— begin PASSAGE TO READ —

Thomas J. Mooney

Mooney, Thomas J. 1882-1942

MOONEY, THOMAS J. 1882-1942

Labor radical and prisoner

The Bombing

In the early afternoon of 22 July 1916 a powerful bomb exploded among a group of onlookers who had gathered to watch a Preparedness Day parade in San Francisco. Ten people were killed and many more injured by the detonation that echoed through the streets of the downtown district. The bombing was thought to be the work of unknown anarchists opposed to the nation's preparation for war in the face of an armed conflict that had engulfed the nations of Europe.

Suspects

There were no witnesses to the planting of the bomb and virtually no hard evidence that could be used in the identification of the bomber, but the public's outraged insistence on some form of retribution placed considerable pressure upon the authorities. Suspicion soon focused upon five radical labor unionists, among them Warren Billings, a laborite who had been previously convicted of a conspiracy in which a bomb was to have been used, and his good friend Thomas Mooney, an iron molder and labor organizer. Arrests soon followed.

The Trial

From the very beginning of Mooney's trial, there were indications of a frame-up. Testifying against Mooney were two witnesses whose truthfulness and motives for testifying became highly questionable. Evidence of prosecutorial misconduct and the manipulation and distortion of the evidence produced by police investigators began to surface even before the trial ended. In response to the prosecution's accusations, the defense called witnesses who had occupied the building overlooking the site of the explosion and who could testify that Mooney had not been observed in that area. An alibi witness, an amateur photographer, produced photographic evidence that Mooney and his wife were standing one and a half miles away from the site of the explosion only moments before the bomb detonated. Nonetheless, Mooney was convicted, the jury voting for the death penalty. Not until years later did it become known that the principal witness against Mooney had perjured himself and that the foreman of the jury had been a close personal friend of the prosecutor, with whom he had continued to meet during the course of the trial.

The Prisoner

Mooney's conviction was as much a product of the times as it was the result of a concerted effort to skirt the law. Even before the trial had begun, there had been an ominous shift in public opinion away from the liberalism of the progressive era toward a more conservative view of the world. The threat to deeply held notions of democratic ideals seemed very real to most people. The possibility of becoming embroiled in a war had intensified feelings of patriotism while creating greater antagonism toward anything that smacked of a foreign or radical influence. This fear, which would peak in the postwar years, affected judge and jurors alike in Mooney's case, giving them ample reason, they believed, to ignore evidence of misconduct on the part of the police and the prosecutors. The prosecution's theory, which found no support in the evidence, was that Mooney had intended to start a revolution In California, and the jury seemed disposed to believe it.

— end PASSAGE TO READ —
— begin DATASET —

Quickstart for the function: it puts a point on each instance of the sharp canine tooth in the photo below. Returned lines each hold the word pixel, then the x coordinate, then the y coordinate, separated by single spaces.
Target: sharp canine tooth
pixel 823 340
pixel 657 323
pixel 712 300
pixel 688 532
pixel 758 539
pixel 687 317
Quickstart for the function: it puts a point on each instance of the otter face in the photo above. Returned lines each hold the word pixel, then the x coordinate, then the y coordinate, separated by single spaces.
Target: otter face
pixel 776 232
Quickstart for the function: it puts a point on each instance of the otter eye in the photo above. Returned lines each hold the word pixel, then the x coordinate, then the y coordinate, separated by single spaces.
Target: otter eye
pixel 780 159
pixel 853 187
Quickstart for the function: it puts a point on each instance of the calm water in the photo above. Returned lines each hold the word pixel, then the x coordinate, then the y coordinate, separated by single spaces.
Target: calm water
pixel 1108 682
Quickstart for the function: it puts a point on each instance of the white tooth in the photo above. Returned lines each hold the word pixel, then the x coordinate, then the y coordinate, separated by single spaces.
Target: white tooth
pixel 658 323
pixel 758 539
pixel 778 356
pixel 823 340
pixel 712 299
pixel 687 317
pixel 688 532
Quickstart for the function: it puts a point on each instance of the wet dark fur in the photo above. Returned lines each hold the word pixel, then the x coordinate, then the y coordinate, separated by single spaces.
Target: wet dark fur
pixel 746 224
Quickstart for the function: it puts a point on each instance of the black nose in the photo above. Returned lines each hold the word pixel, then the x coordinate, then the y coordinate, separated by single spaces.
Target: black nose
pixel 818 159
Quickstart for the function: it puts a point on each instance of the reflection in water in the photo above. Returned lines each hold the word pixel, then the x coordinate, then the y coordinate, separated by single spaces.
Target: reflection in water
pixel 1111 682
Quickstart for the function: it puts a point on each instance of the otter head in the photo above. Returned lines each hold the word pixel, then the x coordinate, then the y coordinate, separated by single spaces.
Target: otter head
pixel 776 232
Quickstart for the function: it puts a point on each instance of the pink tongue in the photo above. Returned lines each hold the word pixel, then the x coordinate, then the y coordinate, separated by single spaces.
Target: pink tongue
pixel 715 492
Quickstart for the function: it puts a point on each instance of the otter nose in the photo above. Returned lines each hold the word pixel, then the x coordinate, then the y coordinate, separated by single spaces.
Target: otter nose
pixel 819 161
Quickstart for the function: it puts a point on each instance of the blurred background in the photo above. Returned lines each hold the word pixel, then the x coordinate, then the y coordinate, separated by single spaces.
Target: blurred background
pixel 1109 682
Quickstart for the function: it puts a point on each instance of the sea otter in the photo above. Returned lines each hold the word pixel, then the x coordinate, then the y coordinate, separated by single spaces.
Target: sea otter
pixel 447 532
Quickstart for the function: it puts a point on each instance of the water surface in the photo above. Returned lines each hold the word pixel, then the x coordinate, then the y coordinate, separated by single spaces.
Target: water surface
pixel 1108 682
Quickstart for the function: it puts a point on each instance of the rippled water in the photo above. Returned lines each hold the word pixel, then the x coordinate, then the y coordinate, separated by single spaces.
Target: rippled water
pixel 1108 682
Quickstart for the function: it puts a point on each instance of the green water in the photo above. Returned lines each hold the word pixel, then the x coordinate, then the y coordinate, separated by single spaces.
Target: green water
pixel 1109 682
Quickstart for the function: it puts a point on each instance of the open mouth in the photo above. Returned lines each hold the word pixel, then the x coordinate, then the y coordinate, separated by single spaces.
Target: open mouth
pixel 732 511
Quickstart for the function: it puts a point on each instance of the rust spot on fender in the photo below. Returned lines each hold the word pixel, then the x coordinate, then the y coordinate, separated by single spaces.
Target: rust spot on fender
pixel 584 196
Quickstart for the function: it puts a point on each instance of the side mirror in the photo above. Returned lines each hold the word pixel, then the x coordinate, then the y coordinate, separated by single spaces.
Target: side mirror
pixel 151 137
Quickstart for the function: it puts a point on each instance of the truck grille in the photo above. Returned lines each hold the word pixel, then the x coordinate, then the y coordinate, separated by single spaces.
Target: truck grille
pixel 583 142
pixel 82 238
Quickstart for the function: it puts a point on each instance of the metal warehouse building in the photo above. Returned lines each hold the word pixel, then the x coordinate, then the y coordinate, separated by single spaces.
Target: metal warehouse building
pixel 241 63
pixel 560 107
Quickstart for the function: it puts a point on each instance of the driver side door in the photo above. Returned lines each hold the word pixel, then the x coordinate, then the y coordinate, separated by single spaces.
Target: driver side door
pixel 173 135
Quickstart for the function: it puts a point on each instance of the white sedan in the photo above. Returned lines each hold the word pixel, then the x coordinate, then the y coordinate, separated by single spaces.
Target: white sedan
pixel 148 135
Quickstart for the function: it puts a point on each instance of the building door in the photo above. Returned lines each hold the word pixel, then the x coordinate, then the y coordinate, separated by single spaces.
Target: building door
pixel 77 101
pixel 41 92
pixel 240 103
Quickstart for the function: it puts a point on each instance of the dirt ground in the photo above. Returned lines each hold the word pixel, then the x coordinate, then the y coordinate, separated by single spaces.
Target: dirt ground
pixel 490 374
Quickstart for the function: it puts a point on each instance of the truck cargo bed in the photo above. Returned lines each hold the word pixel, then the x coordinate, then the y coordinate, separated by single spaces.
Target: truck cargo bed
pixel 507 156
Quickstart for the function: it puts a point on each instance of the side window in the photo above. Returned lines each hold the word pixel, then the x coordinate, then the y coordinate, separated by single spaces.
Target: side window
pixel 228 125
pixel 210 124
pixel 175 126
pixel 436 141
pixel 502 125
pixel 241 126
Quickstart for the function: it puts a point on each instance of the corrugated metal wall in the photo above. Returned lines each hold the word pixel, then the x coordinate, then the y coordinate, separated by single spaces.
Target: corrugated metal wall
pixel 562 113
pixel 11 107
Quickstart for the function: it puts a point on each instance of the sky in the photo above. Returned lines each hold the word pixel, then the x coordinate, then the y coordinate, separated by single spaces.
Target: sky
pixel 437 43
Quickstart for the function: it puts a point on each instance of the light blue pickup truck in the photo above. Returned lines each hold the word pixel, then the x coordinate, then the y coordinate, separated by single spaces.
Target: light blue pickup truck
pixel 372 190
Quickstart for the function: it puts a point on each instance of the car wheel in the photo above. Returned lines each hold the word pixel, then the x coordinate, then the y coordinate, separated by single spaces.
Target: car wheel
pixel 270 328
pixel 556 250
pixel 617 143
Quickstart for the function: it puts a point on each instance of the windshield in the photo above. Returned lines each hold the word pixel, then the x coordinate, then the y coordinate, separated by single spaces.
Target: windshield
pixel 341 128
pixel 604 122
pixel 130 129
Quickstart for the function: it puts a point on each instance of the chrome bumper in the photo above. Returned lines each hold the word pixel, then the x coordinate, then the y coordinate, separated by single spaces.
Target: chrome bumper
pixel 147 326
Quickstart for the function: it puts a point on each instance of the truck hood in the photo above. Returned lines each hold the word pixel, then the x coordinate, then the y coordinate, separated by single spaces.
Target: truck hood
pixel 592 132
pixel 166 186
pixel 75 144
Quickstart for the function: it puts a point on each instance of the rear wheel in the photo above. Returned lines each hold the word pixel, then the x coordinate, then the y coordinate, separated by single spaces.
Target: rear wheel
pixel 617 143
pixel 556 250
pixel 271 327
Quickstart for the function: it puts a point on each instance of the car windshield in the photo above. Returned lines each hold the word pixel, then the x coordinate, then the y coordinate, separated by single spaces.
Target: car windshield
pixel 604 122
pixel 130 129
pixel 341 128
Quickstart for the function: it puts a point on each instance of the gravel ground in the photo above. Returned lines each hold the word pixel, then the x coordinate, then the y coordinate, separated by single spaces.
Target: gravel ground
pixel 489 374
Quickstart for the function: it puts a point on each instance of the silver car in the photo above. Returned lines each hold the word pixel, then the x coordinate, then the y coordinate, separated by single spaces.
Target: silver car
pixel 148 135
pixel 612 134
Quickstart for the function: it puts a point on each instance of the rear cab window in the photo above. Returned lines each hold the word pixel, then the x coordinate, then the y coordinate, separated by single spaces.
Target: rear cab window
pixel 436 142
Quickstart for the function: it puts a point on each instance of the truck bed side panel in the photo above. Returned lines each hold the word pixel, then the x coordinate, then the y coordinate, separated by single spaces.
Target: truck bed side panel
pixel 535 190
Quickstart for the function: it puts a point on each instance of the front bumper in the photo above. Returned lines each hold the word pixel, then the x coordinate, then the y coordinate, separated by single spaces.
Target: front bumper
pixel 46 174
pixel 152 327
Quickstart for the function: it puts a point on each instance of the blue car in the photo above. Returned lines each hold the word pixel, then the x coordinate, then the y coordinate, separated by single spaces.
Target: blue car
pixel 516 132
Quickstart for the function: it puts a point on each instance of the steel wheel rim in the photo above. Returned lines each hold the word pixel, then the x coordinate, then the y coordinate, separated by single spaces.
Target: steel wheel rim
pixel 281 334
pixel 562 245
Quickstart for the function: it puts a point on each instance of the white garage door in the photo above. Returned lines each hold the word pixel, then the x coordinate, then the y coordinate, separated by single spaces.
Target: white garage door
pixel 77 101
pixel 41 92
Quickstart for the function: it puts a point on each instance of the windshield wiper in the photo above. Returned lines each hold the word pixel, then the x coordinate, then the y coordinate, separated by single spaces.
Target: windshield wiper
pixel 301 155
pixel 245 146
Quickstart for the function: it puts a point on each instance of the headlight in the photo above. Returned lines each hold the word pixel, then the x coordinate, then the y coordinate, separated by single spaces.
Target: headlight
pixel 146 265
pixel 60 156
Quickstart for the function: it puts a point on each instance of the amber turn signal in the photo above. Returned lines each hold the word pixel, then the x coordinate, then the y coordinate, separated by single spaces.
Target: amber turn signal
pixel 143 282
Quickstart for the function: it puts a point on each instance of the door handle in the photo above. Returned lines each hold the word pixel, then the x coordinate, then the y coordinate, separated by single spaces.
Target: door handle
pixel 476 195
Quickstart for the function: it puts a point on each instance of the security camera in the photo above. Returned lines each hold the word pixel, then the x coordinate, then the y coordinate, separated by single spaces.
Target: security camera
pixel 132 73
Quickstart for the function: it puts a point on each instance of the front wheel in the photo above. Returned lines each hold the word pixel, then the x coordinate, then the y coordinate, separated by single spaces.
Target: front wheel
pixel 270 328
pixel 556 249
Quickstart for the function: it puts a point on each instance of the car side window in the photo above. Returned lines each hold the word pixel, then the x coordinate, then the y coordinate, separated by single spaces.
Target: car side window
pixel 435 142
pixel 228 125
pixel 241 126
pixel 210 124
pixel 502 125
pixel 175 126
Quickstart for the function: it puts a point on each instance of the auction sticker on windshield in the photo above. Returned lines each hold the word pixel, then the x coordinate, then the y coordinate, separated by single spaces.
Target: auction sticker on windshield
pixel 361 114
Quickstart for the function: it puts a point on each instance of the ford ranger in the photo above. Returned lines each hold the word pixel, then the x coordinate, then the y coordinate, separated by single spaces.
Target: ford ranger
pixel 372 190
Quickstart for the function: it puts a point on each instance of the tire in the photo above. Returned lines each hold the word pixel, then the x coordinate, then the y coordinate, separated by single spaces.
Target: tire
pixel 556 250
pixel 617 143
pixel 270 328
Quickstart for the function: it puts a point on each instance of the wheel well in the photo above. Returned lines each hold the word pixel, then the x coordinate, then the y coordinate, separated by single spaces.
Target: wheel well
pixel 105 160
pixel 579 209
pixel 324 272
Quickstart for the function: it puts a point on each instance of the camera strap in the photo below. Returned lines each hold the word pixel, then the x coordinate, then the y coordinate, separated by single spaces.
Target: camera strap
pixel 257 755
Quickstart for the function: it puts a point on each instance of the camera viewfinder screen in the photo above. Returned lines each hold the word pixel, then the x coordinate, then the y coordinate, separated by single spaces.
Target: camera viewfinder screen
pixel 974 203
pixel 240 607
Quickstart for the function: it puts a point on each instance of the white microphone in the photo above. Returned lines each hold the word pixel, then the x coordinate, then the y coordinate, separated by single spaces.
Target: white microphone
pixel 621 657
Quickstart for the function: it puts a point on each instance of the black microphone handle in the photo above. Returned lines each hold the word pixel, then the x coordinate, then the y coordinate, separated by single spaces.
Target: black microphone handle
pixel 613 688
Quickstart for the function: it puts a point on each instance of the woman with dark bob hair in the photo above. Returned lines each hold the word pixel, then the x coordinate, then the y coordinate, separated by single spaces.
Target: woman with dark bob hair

— end DATASET —

GIVEN REQUEST ->
According to the text about Thomas J. Mooney, how far from the site of the explosion did the amateur photographer's pictures show Mooney and his wife standing? The rows have no connection to the text about Thomas J. Mooney.

RESULT FOR THIS TASK ->
They were standing one and a half miles away, only moments before the bomb detonated.